>> begin Material supplied
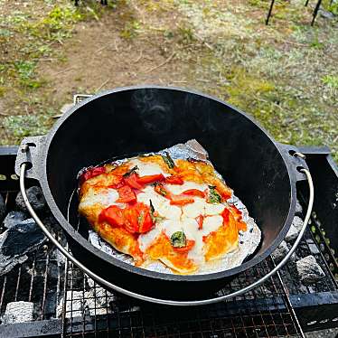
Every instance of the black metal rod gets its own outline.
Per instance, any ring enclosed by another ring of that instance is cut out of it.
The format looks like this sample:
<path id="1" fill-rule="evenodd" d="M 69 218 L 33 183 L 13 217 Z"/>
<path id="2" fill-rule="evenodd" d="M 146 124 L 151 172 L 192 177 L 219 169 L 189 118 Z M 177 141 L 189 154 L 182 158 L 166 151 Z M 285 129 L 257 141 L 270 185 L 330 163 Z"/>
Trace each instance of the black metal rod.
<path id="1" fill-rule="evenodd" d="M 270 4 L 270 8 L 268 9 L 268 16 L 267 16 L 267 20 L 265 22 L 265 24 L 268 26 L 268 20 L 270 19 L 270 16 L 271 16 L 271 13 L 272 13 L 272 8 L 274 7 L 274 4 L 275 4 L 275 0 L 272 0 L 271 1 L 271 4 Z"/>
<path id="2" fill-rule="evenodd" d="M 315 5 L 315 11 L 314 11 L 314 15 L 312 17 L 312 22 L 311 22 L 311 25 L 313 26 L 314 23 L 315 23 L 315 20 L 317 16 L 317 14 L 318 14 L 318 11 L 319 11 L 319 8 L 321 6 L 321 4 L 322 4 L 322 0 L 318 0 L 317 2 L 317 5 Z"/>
>> end Material supplied
>> begin Material supplied
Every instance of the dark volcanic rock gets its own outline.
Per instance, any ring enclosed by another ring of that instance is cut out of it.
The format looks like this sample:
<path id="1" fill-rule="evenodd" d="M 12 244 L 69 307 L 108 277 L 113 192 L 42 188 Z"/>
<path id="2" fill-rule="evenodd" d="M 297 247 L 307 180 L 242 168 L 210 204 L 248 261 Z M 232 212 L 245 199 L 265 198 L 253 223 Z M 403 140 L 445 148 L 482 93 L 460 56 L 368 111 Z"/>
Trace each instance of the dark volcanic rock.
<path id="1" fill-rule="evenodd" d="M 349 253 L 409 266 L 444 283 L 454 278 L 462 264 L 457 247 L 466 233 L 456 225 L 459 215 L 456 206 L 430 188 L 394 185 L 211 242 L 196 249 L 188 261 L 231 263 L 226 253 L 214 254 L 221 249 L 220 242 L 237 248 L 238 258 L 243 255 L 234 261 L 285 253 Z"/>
>> end Material supplied
>> begin Material supplied
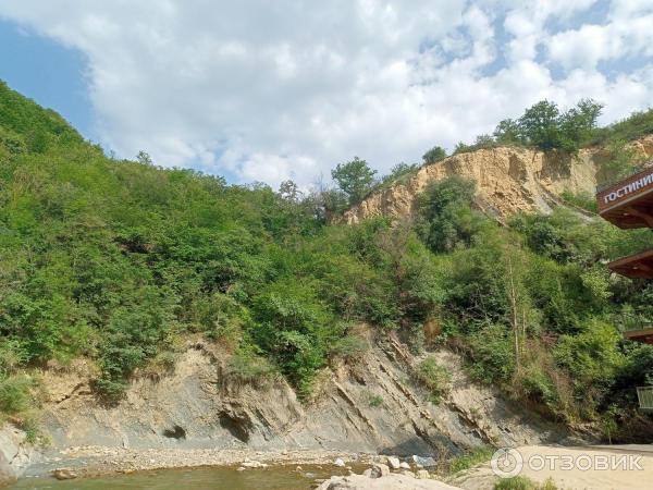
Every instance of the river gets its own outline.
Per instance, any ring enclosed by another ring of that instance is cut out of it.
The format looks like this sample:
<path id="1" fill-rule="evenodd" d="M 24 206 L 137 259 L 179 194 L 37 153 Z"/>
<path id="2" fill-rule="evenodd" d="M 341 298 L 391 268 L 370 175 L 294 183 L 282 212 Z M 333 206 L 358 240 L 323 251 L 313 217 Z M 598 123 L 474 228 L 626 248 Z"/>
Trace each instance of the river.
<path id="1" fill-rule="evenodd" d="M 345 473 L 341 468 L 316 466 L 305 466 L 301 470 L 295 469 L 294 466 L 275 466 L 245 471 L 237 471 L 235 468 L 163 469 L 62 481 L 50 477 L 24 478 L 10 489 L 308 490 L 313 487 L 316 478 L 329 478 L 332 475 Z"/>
>> end Material supplied
§ Exercise
Return the lines from the entries above unchanged, starting with the line that contains "Every instance of the river" and going on through the line that contains "24 206 L 137".

§ Full response
Every instance of the river gets its own outline.
Per instance, any ring enclosed by another ring of that instance is cut out of it.
The format looks like this sample:
<path id="1" fill-rule="evenodd" d="M 24 206 L 137 259 L 179 194 L 37 153 Z"/>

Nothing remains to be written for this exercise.